■ **Text excerpt**
The is a modified version of a couple of posts that originally appeared in December 2006 on ‘Life of a lab rat’, my blog at the University of Sydney. Which is now sadly defunct.
It’s not what you know, it is who you know, especially when it comes to medical matters. And if you know someone who can prescribe antibiotics and get you into A&E’s X-ray unit on a Sunday morning then you must be doing pretty well. The good news is that it does not appear to be a fractured rib.
The bad news is that even if it was, you wouldn’t be able to see it because of the consolidated pneumonia and pulmonary effusion (“50% of hemithorax”). My specialist’s comment was “People with chest X-rays like that are usually already in hospital”. Oh, and “It’s getting better, but you’re taking a week off”.
So I went to the quack’s a week later, and fortunately did not get to see the muppet who managed to miss the pneumal party when I crawled into his office the previous Thursday, barely able to breathe and unable to stand. Instead I saw a nice lady doctor who continued my roxithromycin prescription and also prescribed a cephalosporin. That is because I said I did not want a penicillin, as we use β-lactamases in the lab all the time and I did not want to take the risk that anything pathological in me had managed to acquire resistance. Unlikely I know, but always a worry.
I don’t actually think she knew what I was talking about, but tried her best. She had never prescribed cephalosporins before, and knew nothing about them, but spent a good few minutes looking in various books before deciding what to do. She didn’t even know who Ed Abraham was, which is a shame, because I did my DPhil in The Sir William Dunn School of Pathology, where the whole antibiotic story took off.

[Dataset items]
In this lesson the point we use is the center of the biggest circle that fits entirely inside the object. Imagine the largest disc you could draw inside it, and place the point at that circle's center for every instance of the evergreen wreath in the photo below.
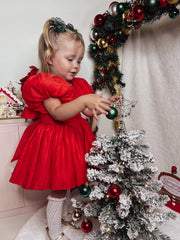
(112, 29)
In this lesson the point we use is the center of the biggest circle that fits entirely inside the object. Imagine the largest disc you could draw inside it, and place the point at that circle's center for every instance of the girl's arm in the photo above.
(92, 102)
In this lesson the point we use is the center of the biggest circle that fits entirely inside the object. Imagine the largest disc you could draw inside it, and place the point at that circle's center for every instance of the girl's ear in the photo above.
(49, 59)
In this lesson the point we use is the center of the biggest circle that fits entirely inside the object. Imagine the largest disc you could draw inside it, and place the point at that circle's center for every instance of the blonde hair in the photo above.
(49, 43)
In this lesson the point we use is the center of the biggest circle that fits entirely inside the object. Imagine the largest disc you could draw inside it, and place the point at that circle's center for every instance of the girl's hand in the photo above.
(114, 99)
(97, 104)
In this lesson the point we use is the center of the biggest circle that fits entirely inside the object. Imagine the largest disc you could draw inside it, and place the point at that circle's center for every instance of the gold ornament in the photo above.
(172, 1)
(102, 43)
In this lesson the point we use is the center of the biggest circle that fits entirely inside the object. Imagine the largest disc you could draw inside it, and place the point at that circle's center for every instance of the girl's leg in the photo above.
(54, 214)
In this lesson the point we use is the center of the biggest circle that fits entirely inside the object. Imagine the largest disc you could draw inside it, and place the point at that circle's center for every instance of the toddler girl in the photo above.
(51, 151)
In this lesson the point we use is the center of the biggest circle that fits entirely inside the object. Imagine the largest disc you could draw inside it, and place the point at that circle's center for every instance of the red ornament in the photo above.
(138, 13)
(114, 191)
(112, 40)
(163, 3)
(86, 226)
(99, 20)
(174, 169)
(112, 3)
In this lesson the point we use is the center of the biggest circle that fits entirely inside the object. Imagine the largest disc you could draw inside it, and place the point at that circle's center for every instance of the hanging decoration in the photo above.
(112, 29)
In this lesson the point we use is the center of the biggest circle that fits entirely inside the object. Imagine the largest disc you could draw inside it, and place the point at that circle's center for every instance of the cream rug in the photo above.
(34, 228)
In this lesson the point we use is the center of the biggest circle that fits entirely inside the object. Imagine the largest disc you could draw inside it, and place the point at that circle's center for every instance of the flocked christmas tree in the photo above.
(122, 192)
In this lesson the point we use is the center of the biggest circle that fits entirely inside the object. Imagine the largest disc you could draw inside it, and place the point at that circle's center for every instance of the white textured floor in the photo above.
(9, 227)
(31, 226)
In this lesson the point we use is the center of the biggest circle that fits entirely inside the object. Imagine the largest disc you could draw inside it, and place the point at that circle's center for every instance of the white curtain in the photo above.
(151, 67)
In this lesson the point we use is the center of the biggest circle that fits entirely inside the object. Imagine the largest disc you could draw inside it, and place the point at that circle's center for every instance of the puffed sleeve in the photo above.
(40, 87)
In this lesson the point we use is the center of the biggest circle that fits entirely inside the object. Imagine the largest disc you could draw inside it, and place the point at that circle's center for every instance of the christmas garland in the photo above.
(112, 29)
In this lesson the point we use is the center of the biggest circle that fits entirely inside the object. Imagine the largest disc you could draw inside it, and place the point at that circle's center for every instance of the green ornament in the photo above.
(120, 8)
(150, 5)
(174, 13)
(84, 190)
(113, 113)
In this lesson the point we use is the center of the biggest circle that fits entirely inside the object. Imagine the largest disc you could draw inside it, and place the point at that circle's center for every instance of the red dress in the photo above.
(51, 153)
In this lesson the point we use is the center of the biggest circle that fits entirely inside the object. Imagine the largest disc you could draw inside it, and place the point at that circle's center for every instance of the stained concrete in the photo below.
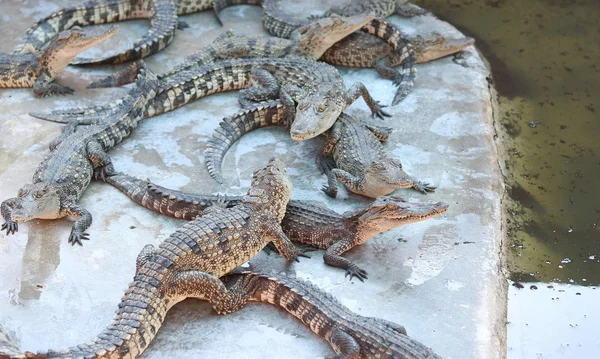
(441, 278)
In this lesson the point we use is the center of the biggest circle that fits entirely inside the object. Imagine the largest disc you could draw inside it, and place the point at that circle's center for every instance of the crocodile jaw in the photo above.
(37, 201)
(437, 46)
(70, 43)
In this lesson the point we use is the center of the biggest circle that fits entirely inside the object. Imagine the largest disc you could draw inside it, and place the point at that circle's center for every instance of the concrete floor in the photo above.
(443, 279)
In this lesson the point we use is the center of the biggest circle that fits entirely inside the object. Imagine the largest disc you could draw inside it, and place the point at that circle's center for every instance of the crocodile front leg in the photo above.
(359, 89)
(83, 222)
(264, 87)
(344, 345)
(201, 285)
(333, 258)
(290, 251)
(67, 131)
(351, 182)
(6, 208)
(101, 160)
(44, 86)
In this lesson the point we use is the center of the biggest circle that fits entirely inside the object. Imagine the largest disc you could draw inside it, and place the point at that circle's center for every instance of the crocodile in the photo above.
(38, 68)
(163, 24)
(349, 334)
(280, 24)
(303, 223)
(76, 156)
(317, 88)
(188, 264)
(352, 152)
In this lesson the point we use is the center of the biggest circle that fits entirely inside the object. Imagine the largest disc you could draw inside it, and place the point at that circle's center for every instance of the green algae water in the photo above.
(545, 61)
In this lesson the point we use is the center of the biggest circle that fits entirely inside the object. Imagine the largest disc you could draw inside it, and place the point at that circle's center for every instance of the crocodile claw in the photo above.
(379, 112)
(355, 271)
(77, 237)
(10, 226)
(424, 187)
(329, 191)
(100, 173)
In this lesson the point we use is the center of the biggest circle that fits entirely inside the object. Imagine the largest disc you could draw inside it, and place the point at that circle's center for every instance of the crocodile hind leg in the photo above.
(67, 131)
(410, 10)
(344, 345)
(333, 258)
(201, 285)
(101, 160)
(82, 223)
(404, 79)
(382, 133)
(264, 87)
(6, 208)
(351, 182)
(44, 86)
(360, 90)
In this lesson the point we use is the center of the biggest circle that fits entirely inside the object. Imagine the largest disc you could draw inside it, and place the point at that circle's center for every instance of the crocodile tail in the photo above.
(140, 314)
(90, 13)
(163, 24)
(402, 52)
(277, 22)
(122, 77)
(160, 199)
(264, 114)
(219, 5)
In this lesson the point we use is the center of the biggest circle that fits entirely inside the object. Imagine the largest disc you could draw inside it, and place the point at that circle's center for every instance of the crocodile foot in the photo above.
(331, 192)
(424, 187)
(11, 227)
(356, 271)
(182, 25)
(100, 173)
(52, 89)
(300, 251)
(379, 112)
(77, 237)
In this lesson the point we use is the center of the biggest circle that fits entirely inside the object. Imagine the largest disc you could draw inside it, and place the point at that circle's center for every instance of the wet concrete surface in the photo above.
(442, 278)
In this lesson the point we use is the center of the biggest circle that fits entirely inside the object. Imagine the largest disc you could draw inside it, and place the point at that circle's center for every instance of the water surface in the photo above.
(544, 57)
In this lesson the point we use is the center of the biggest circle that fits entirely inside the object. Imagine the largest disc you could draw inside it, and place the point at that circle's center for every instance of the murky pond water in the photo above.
(545, 62)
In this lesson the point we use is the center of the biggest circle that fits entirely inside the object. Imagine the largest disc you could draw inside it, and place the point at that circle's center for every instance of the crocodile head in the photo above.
(437, 46)
(270, 189)
(389, 212)
(39, 200)
(316, 37)
(317, 112)
(63, 48)
(385, 175)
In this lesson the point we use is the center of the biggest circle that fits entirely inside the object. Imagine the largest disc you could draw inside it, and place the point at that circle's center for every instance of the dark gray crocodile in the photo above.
(352, 152)
(316, 89)
(162, 15)
(349, 334)
(304, 223)
(38, 68)
(76, 156)
(188, 265)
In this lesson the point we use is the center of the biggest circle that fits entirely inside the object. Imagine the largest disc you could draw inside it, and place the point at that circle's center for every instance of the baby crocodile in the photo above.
(304, 223)
(37, 68)
(359, 160)
(162, 15)
(349, 334)
(75, 156)
(188, 265)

■ **Task list**
1. Summarize the blog post about the pneumonia diagnosis in two sentences.
2. List every antibiotic or antibiotic class named in the blog post.
The records are separate material and are not related to the text.

■ **Activity answers**
1. A chest X-ray taken at A&E on a Sunday morning showed no obvious fractured rib but revealed consolidated pneumonia and pulmonary effusion, and the specialist ordered a week off. A week later, a doctor continued the roxithromycin prescription and added a cephalosporin because the writer wanted to avoid penicillin due to the lab's regular use of β-lactamases, though she had never prescribed cephalosporins before.

2.
- roxithromycin
- cephalosporin
- penicillin